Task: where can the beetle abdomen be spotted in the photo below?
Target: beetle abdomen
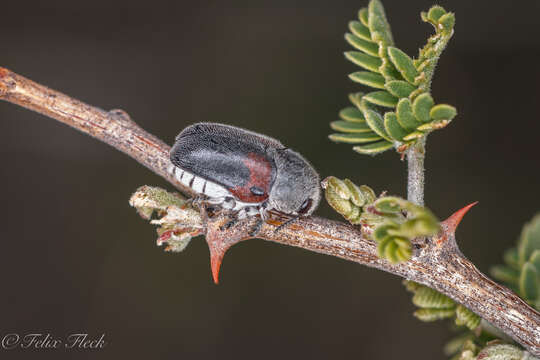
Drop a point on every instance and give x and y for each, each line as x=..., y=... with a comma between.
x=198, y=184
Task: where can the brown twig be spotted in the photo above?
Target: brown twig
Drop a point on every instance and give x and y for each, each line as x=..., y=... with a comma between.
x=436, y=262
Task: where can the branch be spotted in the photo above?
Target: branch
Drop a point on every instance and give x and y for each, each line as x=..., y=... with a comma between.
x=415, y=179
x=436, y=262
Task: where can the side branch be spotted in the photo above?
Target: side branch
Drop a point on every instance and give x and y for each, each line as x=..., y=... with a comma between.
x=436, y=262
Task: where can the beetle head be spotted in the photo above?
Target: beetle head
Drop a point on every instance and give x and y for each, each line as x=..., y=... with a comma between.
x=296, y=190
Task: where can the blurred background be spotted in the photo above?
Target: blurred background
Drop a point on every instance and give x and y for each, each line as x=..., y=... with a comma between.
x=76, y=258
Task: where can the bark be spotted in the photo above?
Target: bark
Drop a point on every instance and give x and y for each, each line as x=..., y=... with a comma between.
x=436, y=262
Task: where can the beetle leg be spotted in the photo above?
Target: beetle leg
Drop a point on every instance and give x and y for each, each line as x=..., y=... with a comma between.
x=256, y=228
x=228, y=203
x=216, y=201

+ + +

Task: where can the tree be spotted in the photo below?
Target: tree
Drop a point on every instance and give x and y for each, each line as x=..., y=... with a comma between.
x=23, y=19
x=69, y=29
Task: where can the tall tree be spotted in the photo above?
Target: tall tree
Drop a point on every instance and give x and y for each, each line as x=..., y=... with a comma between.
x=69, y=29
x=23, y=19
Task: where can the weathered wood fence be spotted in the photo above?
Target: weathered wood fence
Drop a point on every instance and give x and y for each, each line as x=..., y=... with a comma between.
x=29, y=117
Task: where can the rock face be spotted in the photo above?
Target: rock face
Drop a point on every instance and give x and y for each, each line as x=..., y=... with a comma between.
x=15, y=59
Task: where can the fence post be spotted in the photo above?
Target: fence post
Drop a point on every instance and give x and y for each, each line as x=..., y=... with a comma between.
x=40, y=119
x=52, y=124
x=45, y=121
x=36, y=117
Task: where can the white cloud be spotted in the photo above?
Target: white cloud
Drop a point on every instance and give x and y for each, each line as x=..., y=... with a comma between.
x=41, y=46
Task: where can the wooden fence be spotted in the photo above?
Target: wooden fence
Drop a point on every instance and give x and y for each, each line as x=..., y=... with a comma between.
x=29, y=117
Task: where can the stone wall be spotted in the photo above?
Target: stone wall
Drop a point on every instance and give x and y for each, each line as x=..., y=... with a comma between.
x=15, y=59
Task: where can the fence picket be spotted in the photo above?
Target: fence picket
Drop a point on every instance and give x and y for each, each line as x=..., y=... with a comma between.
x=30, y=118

+ + +

In the entries above, count each line containing the word "tree" and reply with only the count.

4